Brief: Starting at the first line and ending at the last, repeat the material word for word.

Dataset:
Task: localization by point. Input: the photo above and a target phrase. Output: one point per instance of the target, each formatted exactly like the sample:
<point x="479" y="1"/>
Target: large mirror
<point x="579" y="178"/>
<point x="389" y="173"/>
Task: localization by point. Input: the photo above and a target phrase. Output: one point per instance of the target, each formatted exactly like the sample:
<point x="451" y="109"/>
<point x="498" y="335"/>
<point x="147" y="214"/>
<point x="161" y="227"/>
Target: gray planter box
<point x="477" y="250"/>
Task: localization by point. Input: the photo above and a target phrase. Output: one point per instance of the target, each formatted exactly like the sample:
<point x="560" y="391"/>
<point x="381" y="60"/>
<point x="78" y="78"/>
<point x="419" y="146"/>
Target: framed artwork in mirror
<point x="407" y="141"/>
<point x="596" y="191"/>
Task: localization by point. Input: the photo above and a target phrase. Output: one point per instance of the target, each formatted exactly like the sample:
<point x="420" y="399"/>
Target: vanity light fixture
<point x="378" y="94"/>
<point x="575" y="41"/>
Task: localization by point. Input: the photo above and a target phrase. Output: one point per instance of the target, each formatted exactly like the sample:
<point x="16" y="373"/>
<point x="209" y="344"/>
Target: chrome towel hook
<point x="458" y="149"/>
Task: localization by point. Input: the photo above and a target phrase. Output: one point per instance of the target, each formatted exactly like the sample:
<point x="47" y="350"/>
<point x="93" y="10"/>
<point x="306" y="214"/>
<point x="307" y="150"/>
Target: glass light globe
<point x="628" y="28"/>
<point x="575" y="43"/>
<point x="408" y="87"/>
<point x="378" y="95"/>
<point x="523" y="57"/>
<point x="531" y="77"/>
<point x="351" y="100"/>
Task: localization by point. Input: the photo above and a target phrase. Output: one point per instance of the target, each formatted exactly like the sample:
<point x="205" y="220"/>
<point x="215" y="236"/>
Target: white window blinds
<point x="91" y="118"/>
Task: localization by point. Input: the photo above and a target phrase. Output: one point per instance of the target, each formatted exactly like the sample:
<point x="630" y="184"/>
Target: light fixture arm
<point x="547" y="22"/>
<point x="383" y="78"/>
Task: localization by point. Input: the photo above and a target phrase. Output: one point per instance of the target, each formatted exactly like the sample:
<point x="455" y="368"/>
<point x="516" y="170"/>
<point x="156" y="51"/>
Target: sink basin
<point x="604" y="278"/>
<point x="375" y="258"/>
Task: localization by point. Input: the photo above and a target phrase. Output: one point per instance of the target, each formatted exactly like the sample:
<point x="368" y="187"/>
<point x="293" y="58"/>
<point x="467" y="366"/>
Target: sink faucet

Written response:
Task: localization by point. Input: the photo above and a target phrase. Output: one point per instance of the target, each formatted exactly like the sample:
<point x="479" y="1"/>
Target: large mirror
<point x="579" y="178"/>
<point x="389" y="173"/>
Task: localization by point. Input: the photo above and a target phrase. Output: one point per instance of the target, each formatted exactly like the sample:
<point x="451" y="109"/>
<point x="498" y="335"/>
<point x="147" y="214"/>
<point x="161" y="227"/>
Target: gray planter box
<point x="477" y="250"/>
Task: localization by point. Input: the photo above and a target phrase. Output: one point per instance of the target, each formatted exactly like the sample:
<point x="560" y="391"/>
<point x="381" y="60"/>
<point x="78" y="78"/>
<point x="419" y="146"/>
Target: framed artwork in mirror
<point x="407" y="141"/>
<point x="596" y="191"/>
Task: localization by point. Input: the photo above and a target phrase. Output: one point per instance of the target, each formatted exactly like the sample:
<point x="420" y="399"/>
Target: vanity light fixture
<point x="378" y="94"/>
<point x="575" y="41"/>
Task: localization by point. Input: the photo above and a target phrase. Output: one point per instance of the target, each formatted exactly like the sample:
<point x="16" y="373"/>
<point x="209" y="344"/>
Target: chrome towel hook
<point x="458" y="149"/>
Task: localization by point. Input: the photo above and a target phrase. Output: one point per instance of the target, each formatted exactly like the sample:
<point x="47" y="350"/>
<point x="93" y="10"/>
<point x="306" y="214"/>
<point x="307" y="150"/>
Target: glass light globe
<point x="628" y="28"/>
<point x="575" y="43"/>
<point x="408" y="87"/>
<point x="378" y="95"/>
<point x="523" y="57"/>
<point x="531" y="77"/>
<point x="351" y="100"/>
Task: localization by point. Input: the photo above and a target phrase. Output: one point per instance of the target, each formatted exactly like the sample:
<point x="205" y="220"/>
<point x="215" y="236"/>
Target: white window blinds
<point x="91" y="118"/>
Task: localization by point. Input: the photo above and a target phrase. Output: one point per instance of the target, each formatted exactly like the sample:
<point x="630" y="184"/>
Target: light fixture arm
<point x="547" y="22"/>
<point x="383" y="78"/>
Task: localization by point. Input: the photo above and a target phrase. Output: one point per instance of the target, each formatted exactly like the sample:
<point x="455" y="368"/>
<point x="516" y="170"/>
<point x="156" y="51"/>
Target: sink basin
<point x="604" y="278"/>
<point x="375" y="258"/>
Task: localization by point. Input: the photo above and a target phrase. Output: one point per instance of the target, each formatted exactly like the sample:
<point x="368" y="187"/>
<point x="293" y="58"/>
<point x="467" y="366"/>
Target: sink faucet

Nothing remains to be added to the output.